-- Begin TASK INPUTS --

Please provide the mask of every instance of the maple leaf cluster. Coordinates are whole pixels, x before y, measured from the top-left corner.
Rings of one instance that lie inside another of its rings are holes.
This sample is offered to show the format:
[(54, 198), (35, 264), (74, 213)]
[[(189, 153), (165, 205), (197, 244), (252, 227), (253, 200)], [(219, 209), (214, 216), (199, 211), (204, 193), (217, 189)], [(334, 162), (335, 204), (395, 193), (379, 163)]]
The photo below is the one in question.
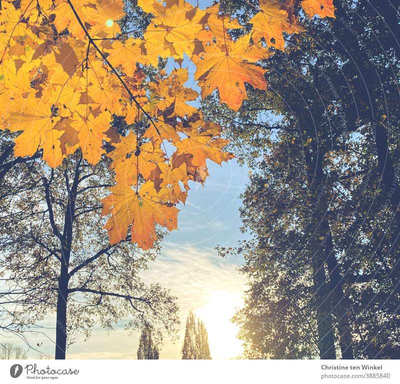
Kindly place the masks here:
[[(220, 164), (234, 156), (223, 150), (222, 127), (188, 103), (200, 96), (184, 86), (187, 69), (150, 79), (143, 68), (186, 55), (201, 97), (218, 88), (220, 102), (237, 110), (247, 98), (245, 83), (266, 86), (258, 62), (271, 47), (284, 48), (283, 32), (302, 30), (294, 15), (298, 3), (260, 0), (251, 31), (234, 40), (230, 30), (242, 26), (218, 4), (203, 10), (184, 0), (138, 0), (151, 21), (136, 38), (121, 29), (122, 0), (2, 1), (0, 114), (4, 128), (21, 132), (14, 155), (41, 150), (52, 168), (78, 148), (92, 165), (109, 156), (116, 185), (102, 214), (110, 215), (110, 241), (125, 239), (130, 228), (132, 241), (151, 247), (155, 223), (177, 228), (176, 206), (185, 202), (190, 181), (206, 179), (206, 159)], [(301, 4), (310, 17), (334, 17), (332, 0)], [(132, 126), (127, 135), (110, 124), (116, 116)], [(106, 153), (106, 143), (114, 149)]]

-- End TASK INPUTS --

DIRECTIONS FOR THIS TASK: Rewrite the records with "maple leaf cluster" renamed to "oak leaf cluster", leaving every other word unchanged. Omit the pictures from your answer.

RESPONSE TO THIS EXERCISE:
Please provide the mask of every instance of the oak leaf cluster. Coordinates are whole pixels, x before y, measured from the top-left corner.
Rings of one instance that lie inside another of its rings are holes.
This sample is offered to show the format:
[(54, 198), (35, 264), (74, 213)]
[[(189, 153), (165, 205), (197, 244), (252, 227), (253, 200)], [(219, 209), (214, 216), (199, 211), (204, 193), (217, 189)], [(334, 162), (335, 204), (395, 193), (379, 163)]]
The photo below is the one in question.
Kindly place the masks here:
[[(220, 164), (234, 156), (223, 150), (222, 127), (188, 103), (200, 96), (184, 86), (187, 69), (150, 79), (143, 68), (186, 55), (201, 97), (218, 88), (220, 102), (237, 110), (247, 98), (245, 83), (266, 86), (258, 62), (271, 47), (284, 48), (283, 32), (302, 30), (294, 15), (298, 3), (260, 0), (251, 31), (234, 40), (230, 30), (242, 26), (218, 4), (203, 10), (184, 0), (138, 0), (151, 21), (136, 38), (121, 29), (122, 0), (2, 1), (0, 114), (4, 128), (21, 132), (14, 155), (41, 150), (52, 168), (78, 148), (92, 165), (109, 156), (116, 185), (102, 214), (110, 215), (110, 241), (125, 239), (130, 228), (132, 241), (151, 247), (155, 223), (177, 228), (176, 206), (185, 202), (190, 181), (206, 179), (206, 159)], [(301, 4), (310, 17), (334, 17), (332, 0)], [(132, 126), (127, 135), (110, 124), (116, 116)], [(106, 153), (106, 143), (114, 149)]]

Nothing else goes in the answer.